-- PASSAGE --
*****

The Wire, season three.

Season three of The Wire marks a pretty significant departure from the compact story arcs of the first two seasons, a shift with both positive and negative effects. On the positive side, this was the most abjectly political of the three seasons I’ve watched so far, making clear, cogent statements on the futility of the War on Drugs, the nature of government bureaucracies, and the immutable law of unintended consequences; it surprises me, in hindsight, to hear that senior government officials loved this show when it puts the lie to several of their policies. On the negative side, however, I found it the least compelling of the three seasons as it approached its conclusion because there wasn’t much of a conclusion; the one major storyline that ended in the penultimate episode (spoilers below) had such a slow buildup that the climax felt anticlimactic.

Season three continues with the theme of urban decay from the first two seasons, but the camera pulls back to show rot and corruption in more areas, particularly how the entrenched interests across the city will work to thwart attempts at reform, or any sort of unorthodox thinking. Major Bunny Colvin, under pressure to reduce violent crime in his district, carves out three “free zones” where the sale and use of drugs is effectively decriminalized, resulting in safer streets everywhere else in the neighborhood. He does this without the knowledge or sanction of any of his superiors, and is eventually undermined by the officers below him who can’t change their mindset from “catch bad guys” to “keep the neighborhood safe.” (Nothing in this season was more vicious than the depiction of the opportunistic, short-sighted media jumping all over the free zone story without an iota of consideration for its merits.)

The Colvin storyline intertwines loosely with the ambitious city councilman Tommy Carcetti, who is looking for a cause to help him make a run for mayor despite the disadvantage of being a white politician in a largely black city. (By the way, either they dropped the ‘h’ after the second ‘c,’ or everyone is pronouncing his name wrong – as it’s spelled, it should be ‘car-CHET-tee.’) Yet for most of the season Carcetti is just a run-of-the-mill politician, uninteresting and uninspiring until making one speech in the closing scenes of the season finale that starts to redeem the character at least in terms of his appeal to the public, if not in any actual substance. Perhaps his character improves in future seasons, but in this one, I found him, and his storyline, flat, far less compelling than any other story arc I’ve seen on the series.

*****

-- TASK INPUTS --
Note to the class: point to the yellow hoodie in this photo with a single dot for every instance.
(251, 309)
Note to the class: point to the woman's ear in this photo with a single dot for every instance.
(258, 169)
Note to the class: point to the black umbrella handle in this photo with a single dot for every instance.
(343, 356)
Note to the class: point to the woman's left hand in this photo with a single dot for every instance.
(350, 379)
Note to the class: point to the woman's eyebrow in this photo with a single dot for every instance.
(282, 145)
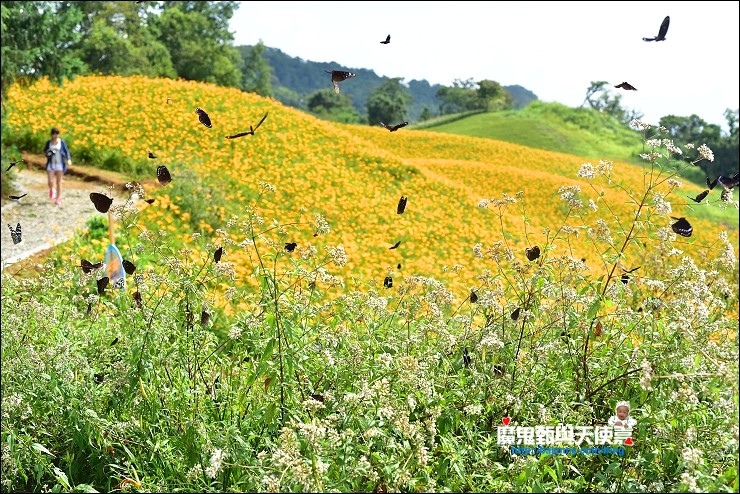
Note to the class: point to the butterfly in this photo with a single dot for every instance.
(401, 205)
(88, 267)
(682, 227)
(338, 76)
(700, 197)
(101, 201)
(15, 234)
(729, 183)
(627, 86)
(204, 317)
(662, 31)
(12, 164)
(250, 131)
(163, 175)
(532, 253)
(394, 128)
(203, 117)
(103, 284)
(129, 267)
(515, 314)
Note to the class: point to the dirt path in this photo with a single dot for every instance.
(44, 224)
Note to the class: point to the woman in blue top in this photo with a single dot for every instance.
(57, 160)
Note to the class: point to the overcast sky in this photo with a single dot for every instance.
(554, 49)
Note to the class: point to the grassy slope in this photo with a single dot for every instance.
(353, 175)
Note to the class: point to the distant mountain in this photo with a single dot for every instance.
(294, 79)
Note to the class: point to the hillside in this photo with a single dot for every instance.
(295, 78)
(353, 175)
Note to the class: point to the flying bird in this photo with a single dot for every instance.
(15, 234)
(250, 131)
(626, 86)
(394, 128)
(12, 164)
(203, 117)
(401, 205)
(163, 175)
(662, 32)
(338, 76)
(700, 197)
(682, 227)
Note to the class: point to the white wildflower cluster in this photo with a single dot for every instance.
(601, 231)
(705, 152)
(217, 458)
(587, 171)
(647, 375)
(569, 194)
(661, 205)
(320, 225)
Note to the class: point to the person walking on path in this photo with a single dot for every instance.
(57, 161)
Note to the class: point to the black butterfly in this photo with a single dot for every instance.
(163, 175)
(532, 253)
(15, 234)
(627, 86)
(682, 227)
(729, 183)
(103, 284)
(250, 131)
(401, 205)
(88, 267)
(12, 164)
(204, 317)
(394, 128)
(203, 117)
(515, 314)
(101, 201)
(338, 76)
(662, 32)
(700, 197)
(129, 267)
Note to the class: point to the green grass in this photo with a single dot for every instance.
(551, 126)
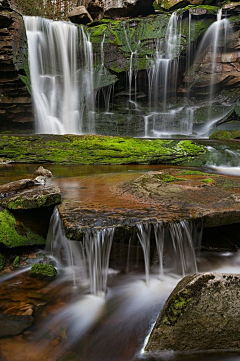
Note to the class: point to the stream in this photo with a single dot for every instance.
(111, 322)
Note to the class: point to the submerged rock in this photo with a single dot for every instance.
(80, 15)
(202, 313)
(43, 271)
(14, 233)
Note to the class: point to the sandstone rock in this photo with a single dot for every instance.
(202, 313)
(80, 15)
(12, 325)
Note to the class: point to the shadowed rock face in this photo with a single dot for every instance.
(118, 8)
(202, 313)
(15, 100)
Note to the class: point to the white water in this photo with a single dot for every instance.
(60, 92)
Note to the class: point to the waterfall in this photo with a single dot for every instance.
(98, 243)
(175, 245)
(60, 91)
(163, 75)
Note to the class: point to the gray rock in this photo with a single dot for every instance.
(41, 171)
(202, 313)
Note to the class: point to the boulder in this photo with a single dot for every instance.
(12, 325)
(14, 233)
(35, 197)
(202, 313)
(41, 171)
(43, 271)
(80, 15)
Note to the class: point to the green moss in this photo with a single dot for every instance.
(176, 307)
(168, 178)
(43, 271)
(225, 135)
(191, 172)
(2, 261)
(87, 150)
(207, 180)
(15, 234)
(16, 262)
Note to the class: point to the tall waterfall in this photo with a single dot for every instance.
(60, 90)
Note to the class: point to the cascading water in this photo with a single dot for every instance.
(60, 91)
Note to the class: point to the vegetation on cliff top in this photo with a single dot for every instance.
(96, 149)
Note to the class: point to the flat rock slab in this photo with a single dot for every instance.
(31, 198)
(169, 195)
(202, 313)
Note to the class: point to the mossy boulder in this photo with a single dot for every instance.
(43, 271)
(90, 149)
(36, 197)
(202, 313)
(2, 261)
(225, 135)
(14, 233)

*****

-- REQUIREMENT A --
Starting at the line containing "Note to the class: point to the vegetation" and ending with the last of the rows, write those rows out again with "single dot" renamed to "single marker" and everything else left unchanged.
-- REQUIREMENT B --
Go on with the review of The Wire's third season from its final sentence.

-- WRITTEN RESPONSE A --
Note to the class: point to the vegetation on cliff top in this photo with a single marker for every instance.
(96, 149)
Note to the class: point to the flat rock slab in this photo with a single marker for every instance.
(31, 198)
(169, 195)
(202, 313)
Note to the class: point to the mossy boulder in this photo with a single marker for every instance.
(43, 271)
(90, 149)
(36, 197)
(202, 313)
(2, 261)
(225, 135)
(14, 233)

-- WRITTEN RESPONSE B --
The return of the battle between the Major Case Squad and the Barksdale crew was welcome, as it worked on a macro level and on an interpersonal level, within each group and in the enmity between McNulty and Stringer Bell. The contrast in styles and aims between Avon and Stringer could stand in for almost any organization that has grown to the point where it faces attacks on all sides – from smaller upstarts, from government regulators, from suppliers, from would-be partners – or to the divergent goals of U.S. political and military leaders in the war in Iraq, to which this season made several allusions (including the series finale’s episode title, “Mission Accomplished”). The cat and mouse game involving the burn phones, including the MCS’s maneuver to move from one step behind Barksdale to one step ahead, was easily the best plot thread of the season, including Clarke Peters (as Lester Freamon) getting to step out of character as a slick con man.

But the resolution of the Barksdale/MCS storyline fell short of expectations for me. The death of Stringer, my favorite character – one of the few things on this series that has actually surprised me – speaks strongly to the emptiness of the drug war in the inner city. When McNulty is brooding over Bell’s corpse, the victory seems hollow for a host of reasons, from the fact that the death of a major player does nothing to stop the use or sale of drugs to McNulty’s personal disappointment in losing Bell before he could put him in cuffs. (And it speaks to the emphasis on chasing individuals rather than looking at the problem holistically, such as working to reduce demand, rather than supply, while decriminalizing use.) But from a plot perspective, Stringer’s falling out with Avon had been so far under the surface for so long that the acceleration over episodes S3E10 and E11 was too quick to generate the tension involved in, say, the Frank Sobotka storyline in the previous season. The discord was there, but without any crescendo until right before Avon sets Stringer up (reluctantly, as opposed to what Stringer does to Avon at the same time). A character as good as Stringer Bell shouldn’t be so easily written out of a series.

The season was just as smart as previous seasons, but just didn’t have that same narrative greed; I enjoyed individual episodes, but didn’t spend hours trying to figure out when I could watch the next episode as I did toward the ends of the previous two seasons. A disappointing Wire season is still miles ahead of a good network police procedural season, though.

Stray bullets…

* When Brother Mouzone handed the weapon to Omar and said he trusted Omar would “do it proper,” did he mean disposing of the weapon – or disposing of Dante? (Or both, really.)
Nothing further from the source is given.